▶ [EXTRACTED ENTRIES]
Begin
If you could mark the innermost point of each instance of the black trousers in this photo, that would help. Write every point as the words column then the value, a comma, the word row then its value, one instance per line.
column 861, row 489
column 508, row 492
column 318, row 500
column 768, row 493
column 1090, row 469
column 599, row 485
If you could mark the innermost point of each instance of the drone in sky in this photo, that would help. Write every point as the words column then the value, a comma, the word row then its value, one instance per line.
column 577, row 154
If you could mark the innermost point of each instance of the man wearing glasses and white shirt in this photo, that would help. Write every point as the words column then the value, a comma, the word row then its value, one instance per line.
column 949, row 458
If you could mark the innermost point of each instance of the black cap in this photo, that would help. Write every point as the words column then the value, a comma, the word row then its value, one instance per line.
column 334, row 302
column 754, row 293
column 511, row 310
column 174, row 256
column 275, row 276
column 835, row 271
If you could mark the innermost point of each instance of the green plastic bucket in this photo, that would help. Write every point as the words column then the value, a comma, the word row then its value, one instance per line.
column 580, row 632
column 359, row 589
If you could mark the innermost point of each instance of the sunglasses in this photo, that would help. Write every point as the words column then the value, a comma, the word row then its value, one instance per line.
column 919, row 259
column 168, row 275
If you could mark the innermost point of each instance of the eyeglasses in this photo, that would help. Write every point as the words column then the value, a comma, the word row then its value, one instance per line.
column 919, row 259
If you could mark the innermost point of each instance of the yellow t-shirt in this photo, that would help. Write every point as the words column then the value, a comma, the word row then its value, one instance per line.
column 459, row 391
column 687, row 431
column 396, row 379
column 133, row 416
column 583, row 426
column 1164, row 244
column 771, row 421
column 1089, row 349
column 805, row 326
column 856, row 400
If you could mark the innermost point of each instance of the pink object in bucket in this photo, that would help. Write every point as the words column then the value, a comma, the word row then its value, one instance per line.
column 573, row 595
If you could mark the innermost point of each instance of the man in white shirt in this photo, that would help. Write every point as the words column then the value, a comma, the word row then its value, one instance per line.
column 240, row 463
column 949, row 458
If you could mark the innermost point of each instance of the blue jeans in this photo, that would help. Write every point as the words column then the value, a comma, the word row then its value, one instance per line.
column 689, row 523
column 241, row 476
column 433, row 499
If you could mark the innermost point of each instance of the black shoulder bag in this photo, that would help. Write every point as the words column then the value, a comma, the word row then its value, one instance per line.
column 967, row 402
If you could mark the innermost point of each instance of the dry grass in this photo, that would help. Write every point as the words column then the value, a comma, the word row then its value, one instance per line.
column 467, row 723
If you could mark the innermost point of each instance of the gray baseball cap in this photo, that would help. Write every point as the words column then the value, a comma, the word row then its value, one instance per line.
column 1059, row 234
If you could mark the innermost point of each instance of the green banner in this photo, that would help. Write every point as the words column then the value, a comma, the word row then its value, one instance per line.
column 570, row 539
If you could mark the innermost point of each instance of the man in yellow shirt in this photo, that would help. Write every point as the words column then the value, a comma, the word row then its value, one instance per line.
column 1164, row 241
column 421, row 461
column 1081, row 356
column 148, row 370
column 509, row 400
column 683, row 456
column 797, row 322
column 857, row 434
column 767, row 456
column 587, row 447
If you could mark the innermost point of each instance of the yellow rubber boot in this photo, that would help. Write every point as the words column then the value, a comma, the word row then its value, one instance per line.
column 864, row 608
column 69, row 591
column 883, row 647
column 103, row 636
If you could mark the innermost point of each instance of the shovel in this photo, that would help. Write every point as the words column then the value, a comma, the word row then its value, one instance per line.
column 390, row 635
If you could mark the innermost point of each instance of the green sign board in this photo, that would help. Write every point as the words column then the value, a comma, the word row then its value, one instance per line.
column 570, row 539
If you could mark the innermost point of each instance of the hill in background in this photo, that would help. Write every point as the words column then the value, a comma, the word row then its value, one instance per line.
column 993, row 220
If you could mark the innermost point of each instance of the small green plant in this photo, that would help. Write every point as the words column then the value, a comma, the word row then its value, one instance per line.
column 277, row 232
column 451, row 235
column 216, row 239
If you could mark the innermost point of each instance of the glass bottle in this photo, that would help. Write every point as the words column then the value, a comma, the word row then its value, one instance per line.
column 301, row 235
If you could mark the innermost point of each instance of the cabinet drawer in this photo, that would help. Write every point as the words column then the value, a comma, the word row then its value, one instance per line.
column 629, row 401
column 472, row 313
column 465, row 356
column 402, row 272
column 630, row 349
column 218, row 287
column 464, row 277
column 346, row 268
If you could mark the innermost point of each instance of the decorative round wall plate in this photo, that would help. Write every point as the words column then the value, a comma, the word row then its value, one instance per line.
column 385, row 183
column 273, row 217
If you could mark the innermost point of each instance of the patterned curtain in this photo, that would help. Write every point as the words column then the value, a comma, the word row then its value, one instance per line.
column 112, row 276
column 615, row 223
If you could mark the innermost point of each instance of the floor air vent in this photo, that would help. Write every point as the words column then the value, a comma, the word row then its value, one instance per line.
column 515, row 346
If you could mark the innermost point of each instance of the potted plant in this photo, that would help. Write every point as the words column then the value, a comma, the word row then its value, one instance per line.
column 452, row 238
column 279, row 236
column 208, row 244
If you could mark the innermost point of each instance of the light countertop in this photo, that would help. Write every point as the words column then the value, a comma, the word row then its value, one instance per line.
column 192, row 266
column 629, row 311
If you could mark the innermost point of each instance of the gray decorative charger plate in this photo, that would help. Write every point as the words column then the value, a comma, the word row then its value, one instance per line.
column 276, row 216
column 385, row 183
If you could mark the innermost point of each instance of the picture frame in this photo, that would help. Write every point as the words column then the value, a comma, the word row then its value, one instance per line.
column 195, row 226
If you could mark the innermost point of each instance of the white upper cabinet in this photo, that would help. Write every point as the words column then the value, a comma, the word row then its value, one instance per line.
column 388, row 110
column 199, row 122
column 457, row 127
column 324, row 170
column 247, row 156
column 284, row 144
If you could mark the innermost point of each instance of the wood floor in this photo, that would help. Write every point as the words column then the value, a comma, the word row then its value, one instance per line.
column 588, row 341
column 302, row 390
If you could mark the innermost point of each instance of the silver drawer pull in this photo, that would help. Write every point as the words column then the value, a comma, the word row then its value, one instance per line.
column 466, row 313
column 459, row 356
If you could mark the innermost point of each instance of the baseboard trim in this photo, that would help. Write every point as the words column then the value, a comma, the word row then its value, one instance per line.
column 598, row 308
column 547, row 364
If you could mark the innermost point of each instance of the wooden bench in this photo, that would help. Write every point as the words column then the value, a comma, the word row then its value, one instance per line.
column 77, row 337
End
▶ [DIRECTIVE] Copy out all the rows above, changing each "innermost point" to "central point" and leaving everything else unchanged.

▶ [RESULT]
If you could mark the central point of each instance of the black trousers in this photo, that would help. Write every point as the words column then the value, a comma, the word row then its value, one instance per line.
column 861, row 489
column 508, row 492
column 318, row 500
column 768, row 493
column 1090, row 469
column 599, row 485
If you could mark the central point of each instance of the drone in sky in this photo, that would help. Write every point as the words column then the value, a comma, the word row then its value, one instance per line.
column 577, row 154
If you could mark the central point of each instance of the man wearing glasses and white shirt in this photo, that would help. Write every point as the words column then the value, a comma, the word row then its value, one instance per line.
column 949, row 458
If you could mark the central point of each instance of the black cap in this photo, that would help. Write every point as the words column then the value, a comma, the word row then its value, one instance per line.
column 334, row 302
column 754, row 293
column 511, row 310
column 174, row 256
column 275, row 276
column 835, row 271
If you could mark the central point of each instance of the green plastic bucket in this photo, that would help. Write every point as the words column then the value, a comma, the word row then its value, one instance per line.
column 580, row 632
column 359, row 589
If you could mark the central point of each instance of the sunglasses in this photo, that would help. Write every point as the words column then the value, a comma, the word row then its value, one instance per line.
column 919, row 259
column 168, row 275
If you could mark the central point of each instance of the eyeglasses in this photo, that would help. Write every point as the words column then the value, a comma, the word row then its value, one instance per line.
column 919, row 259
If you could mark the central point of each instance of the yellow t-shirt in this photo, that would help. Write every point as the words column then the value, a comma, the word row then its value, one instance per line.
column 459, row 391
column 687, row 431
column 396, row 379
column 133, row 416
column 583, row 426
column 1164, row 244
column 771, row 421
column 1089, row 349
column 805, row 326
column 856, row 400
If you could mark the central point of each instance of the pink object in bucket in this photo, that would help. Write every point as the words column then the value, a comma, the word row then its value, one instance per line.
column 573, row 595
If you could mark the central point of each instance of the man in white shirt in this photo, that would help. Write every point as the words column then the value, a comma, the word row then its value, one instance per line.
column 240, row 463
column 949, row 458
If you could mark the central point of each instance of the blue jeans in this photo, that would help. Write every point as the words column then the value, a comma, the word row then its value, one instance per line.
column 689, row 523
column 241, row 476
column 433, row 499
If you could mark the central point of each instance of the black shoulder bag in this photo, that would help. Write every point as the words column then the value, a comma, the word row then its value, one instance per line.
column 967, row 402
If you could mark the central point of each instance of the dry grass in this photo, that would help. Write every point as the words column then the value, a comma, the word row then its value, one instance per line.
column 467, row 723
If you could mark the central point of each instance of the gray baseball cap in this photo, that would help. Write every point as the words column then the value, a comma, the word row then its value, one instance per line.
column 1059, row 234
If you could mark the central point of each instance of the green banner in this photo, that would help. Write every point as the words column then the value, a comma, the word row then its value, one instance per line.
column 570, row 539
If you could mark the central point of each instance of the man in yellow shirt in this photo, that would help. Write every point as the words column then the value, a comma, the word row then its value, one instance per line.
column 1164, row 241
column 421, row 461
column 1081, row 356
column 148, row 370
column 509, row 400
column 683, row 456
column 797, row 322
column 857, row 434
column 767, row 456
column 587, row 447
If you could mark the central point of each instance of the yellow rubber boot in this photo, that would help. Write every point as the words column then the value, a comma, the word row then its value, one instance per line.
column 864, row 608
column 69, row 591
column 883, row 647
column 103, row 636
If you could mark the central point of each instance of the shovel in this photo, that would help. Write every point as the words column then the value, a comma, the word row then its value, one instance per line.
column 390, row 635
If you could mark the central point of each instance of the green sign board in this photo, that would help. Write every point as the words column then the value, a comma, the word row then its value, one instance per line.
column 570, row 539
If you could mark the central point of each instance of the hill in background in this photo, that would help. Write every point as the words column then the value, a comma, the word row then its value, one instance per line.
column 993, row 220
If you could mark the central point of each instance of the small green plant in this photo, that would help. Write every point as the words column then the value, a comma, the word row then its value, one instance per line.
column 277, row 232
column 451, row 235
column 216, row 239
If you could mark the central point of each instance of the glass bottle in this photo, that would help. Write every point as the words column then the value, a comma, the word row then its value, one instance per line.
column 301, row 235
If you could mark the central point of each instance of the cabinet drawer in this photo, that would help. Write every point as the words column then the value, a comma, the word row then its value, one instance per line.
column 629, row 401
column 472, row 313
column 465, row 356
column 402, row 272
column 630, row 349
column 218, row 287
column 464, row 277
column 346, row 268
If you could mark the central point of each instance of the decorative round wall plate in this photo, that would help. Write every point as the words column then the value, a comma, the word row then its value, one instance per line.
column 385, row 183
column 273, row 217
If you could mark the central point of each instance of the patterned curtain in this photo, that would help. Write every point as the words column then the value, a comma, the word row then its value, one instance per line.
column 112, row 276
column 615, row 223
If you could mark the central point of each instance of the floor air vent in this photo, that would help. Write every point as the words column then the value, a comma, the word row then its value, one instance per line.
column 515, row 346
If you could mark the central point of each instance of the potted plant in this photo, that would help. Write every point as the words column then the value, a comma, the word row then its value, one instance per line.
column 452, row 238
column 279, row 236
column 208, row 244
If you could mark the central point of each instance of the light countertop in this photo, that would help. Write every point as the words column then the value, a comma, the word row then its value, one instance per line.
column 192, row 266
column 629, row 311
If you could mark the central point of each instance of the gray decorative charger plate in this photo, that would help. Write every point as the words column then the value, a comma, the word row then its value, one instance per line.
column 276, row 216
column 385, row 183
If you could mark the central point of each instance of the picture frame in this photo, that would help. Write every point as the words column then the value, a comma, the word row then its value, one instance per line.
column 195, row 226
If you could mark the central point of each instance of the white upper cabinet in this photo, that would help. Write every point as the words column then the value, a comma, the word row then its value, one instance per line.
column 388, row 110
column 199, row 122
column 457, row 127
column 324, row 170
column 247, row 156
column 284, row 144
If you could mark the central point of each instance of the wood floor in this photo, that would help. Write every point as the words column then the value, a comma, the word row then its value, one instance per line.
column 588, row 341
column 302, row 390
If you could mark the central point of each instance of the silver drawer pull in this photo, that would help. Write every point as the words column then the value, a comma, the word row then its value, one instance per line.
column 466, row 313
column 459, row 356
If you could mark the central point of each instance of the baseboard trim in this photo, that would help. Write every point as the words column then the value, a comma, the word row then its value, one instance per line.
column 598, row 308
column 547, row 364
If you could mark the central point of each instance of the wooden bench in this photo, that would help. Write every point as the words column then the value, a comma, the word row then its value, one instance per line.
column 77, row 337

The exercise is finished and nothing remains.